PROVIDED PASSAGE
A total of NT$6 million (US$179,099) worth of products from small farms in Taitung County have been sold via the Internet in the past few months, the Council of Agriculture said.
The products include red quinoa, brown rice and purple rice, Council of Agriculture Minister Chen Bao-ji (陳保基) said on Friday at a news conference held by the council’s Soil and Water Conservation Bureau (SWCB) at which he introduced a new book that details how young farmers have been selling their products online.
As young people who are Internet savvy have entered the agricultural sector, selling produce online has become increasingly popular among farmers. The government has offered classes, subsidies and other assistance to encourage more young people to go into farming.
Several farmers who sell their produce online attended the news conference.
One of them was 33-year-old Lee Chi-chun (李奇軍), who inherited his father’s organic farm in 2009 when he was 26.
Plum and ginger are his farm’s best-selling products and the business has an annual revenue of about NT$1 million, he said.
Lo Yung-chang (羅永昌), a young farmer who moved back to Taitung’s Chishang Township (池上) with his wife and children from Shanghai more than a year ago, said his brown rice and purple rice are grown using organic methods and fetch prices 30 percent higher than ordinary rice.
Chang Chin-fu (張金福), a farmer in Taitung’s Dawu Township (大武), said he and 17 fellow farmers are growing red quinoa and foxtail millet — both traditional crops of the Paiwan people.
Between them, they harvest 30 tonnes of red quinoa and 25 tonnes of foxtail millet per year, Chang said.
Red quinoa is cultivated in the Americas and is a nutritious food that has been eaten by astronauts, SWCB Taitung official Wang Chih-hui (王志輝) said.
The farmers sell products online in cooperation with the COA and an e-commerce company.
The Wonderful Food Co (台灣好農) chairman Chiang Yen-hung (江衍宏) said the Internet retailer works with between 400 and 500 farmers across the nation, including 30 in Hualien and Taitung counties.
Chiang estimated that the 30 farmers could sell between NT$10 million and NT$20 million worth of products this year via his portal.
In related news, Changhua County’s Da-Yeh University last week said it has been able to grow eight times as many hami melons as a regular greenhouse can produce by using LED lamps and temperature controls.
The university has spent years developing technology to grow vegetables in a plant factory set up by the university’s department of molecular biotechnology, university president Wuu Dong-sing (武東星) said on Wednesday.
Hami melons are usually grown outdoors or in greenhouses, but melons grown this way can be subject to pests, disease and pesticide residue, and cannot be harvested year-round, department of molecular biotechnology associate professor Yu Tsong-an (余聰安) said.
Ordinary greenhouses grow three hami melon plants in 1 ping (3.31m2) and harvest nine melons per year, Yu said.
With LED lamps, temperature control mechanisms and no pesticide, the university’s facility can produce five melon plants in the same area and harvest about 75 melons a year, Yu said.

EXTRACTED RECORDS
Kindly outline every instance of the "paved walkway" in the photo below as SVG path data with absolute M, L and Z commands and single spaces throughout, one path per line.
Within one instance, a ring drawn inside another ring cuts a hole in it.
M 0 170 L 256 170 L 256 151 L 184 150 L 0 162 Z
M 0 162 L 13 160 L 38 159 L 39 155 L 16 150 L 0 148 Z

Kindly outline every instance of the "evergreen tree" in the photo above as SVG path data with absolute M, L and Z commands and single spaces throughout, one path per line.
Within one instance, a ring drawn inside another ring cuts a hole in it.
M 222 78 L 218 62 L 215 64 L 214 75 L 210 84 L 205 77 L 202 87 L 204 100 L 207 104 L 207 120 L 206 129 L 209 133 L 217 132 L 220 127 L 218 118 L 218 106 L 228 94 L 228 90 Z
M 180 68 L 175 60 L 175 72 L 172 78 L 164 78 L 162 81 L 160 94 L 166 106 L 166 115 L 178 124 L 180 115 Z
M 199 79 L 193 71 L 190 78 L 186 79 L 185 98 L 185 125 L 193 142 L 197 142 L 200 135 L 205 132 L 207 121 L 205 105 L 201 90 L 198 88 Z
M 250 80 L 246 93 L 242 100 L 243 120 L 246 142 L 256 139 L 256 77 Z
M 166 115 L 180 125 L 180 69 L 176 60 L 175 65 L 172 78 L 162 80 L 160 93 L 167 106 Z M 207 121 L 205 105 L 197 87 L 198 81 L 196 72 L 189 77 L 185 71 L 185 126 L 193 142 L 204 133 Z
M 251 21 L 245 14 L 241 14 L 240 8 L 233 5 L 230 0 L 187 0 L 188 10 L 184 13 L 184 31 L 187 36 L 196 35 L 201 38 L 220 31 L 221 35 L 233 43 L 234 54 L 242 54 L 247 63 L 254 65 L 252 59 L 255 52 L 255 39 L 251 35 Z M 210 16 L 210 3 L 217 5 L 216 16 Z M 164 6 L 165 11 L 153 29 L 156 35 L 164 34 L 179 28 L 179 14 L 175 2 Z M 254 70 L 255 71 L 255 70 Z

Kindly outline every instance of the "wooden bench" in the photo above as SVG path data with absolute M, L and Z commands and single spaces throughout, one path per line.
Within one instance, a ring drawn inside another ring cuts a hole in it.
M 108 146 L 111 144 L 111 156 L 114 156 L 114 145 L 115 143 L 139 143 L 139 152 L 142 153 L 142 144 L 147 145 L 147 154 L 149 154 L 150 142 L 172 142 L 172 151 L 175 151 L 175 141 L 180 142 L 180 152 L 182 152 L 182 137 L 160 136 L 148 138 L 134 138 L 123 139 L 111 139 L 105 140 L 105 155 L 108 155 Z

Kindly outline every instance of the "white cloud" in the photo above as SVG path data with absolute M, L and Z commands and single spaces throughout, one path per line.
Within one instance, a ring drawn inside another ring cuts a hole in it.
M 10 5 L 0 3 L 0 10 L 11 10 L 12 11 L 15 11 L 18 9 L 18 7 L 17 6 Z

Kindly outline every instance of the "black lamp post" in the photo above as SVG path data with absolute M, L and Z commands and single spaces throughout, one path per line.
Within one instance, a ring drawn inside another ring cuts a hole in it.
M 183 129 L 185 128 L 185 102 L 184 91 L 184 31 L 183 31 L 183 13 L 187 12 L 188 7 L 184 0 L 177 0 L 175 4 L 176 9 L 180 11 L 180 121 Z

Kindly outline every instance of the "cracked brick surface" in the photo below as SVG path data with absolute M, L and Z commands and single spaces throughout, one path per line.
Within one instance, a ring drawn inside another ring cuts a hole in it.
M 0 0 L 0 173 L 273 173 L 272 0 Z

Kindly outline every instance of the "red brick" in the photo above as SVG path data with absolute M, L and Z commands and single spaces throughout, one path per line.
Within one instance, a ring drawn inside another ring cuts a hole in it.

GOAL OF THE EXERCISE
From the Taitung farm article, reproduce word for word the section starting at "Red quinoa is" and ending at "and temperature controls.".

OUTPUT OF THE TASK
Red quinoa is cultivated in the Americas and is a nutritious food that has been eaten by astronauts, SWCB Taitung official Wang Chih-hui (王志輝) said.
The farmers sell products online in cooperation with the COA and an e-commerce company.
The Wonderful Food Co (台灣好農) chairman Chiang Yen-hung (江衍宏) said the Internet retailer works with between 400 and 500 farmers across the nation, including 30 in Hualien and Taitung counties.
Chiang estimated that the 30 farmers could sell between NT$10 million and NT$20 million worth of products this year via his portal.
In related news, Changhua County’s Da-Yeh University last week said it has been able to grow eight times as many hami melons as a regular greenhouse can produce by using LED lamps and temperature controls.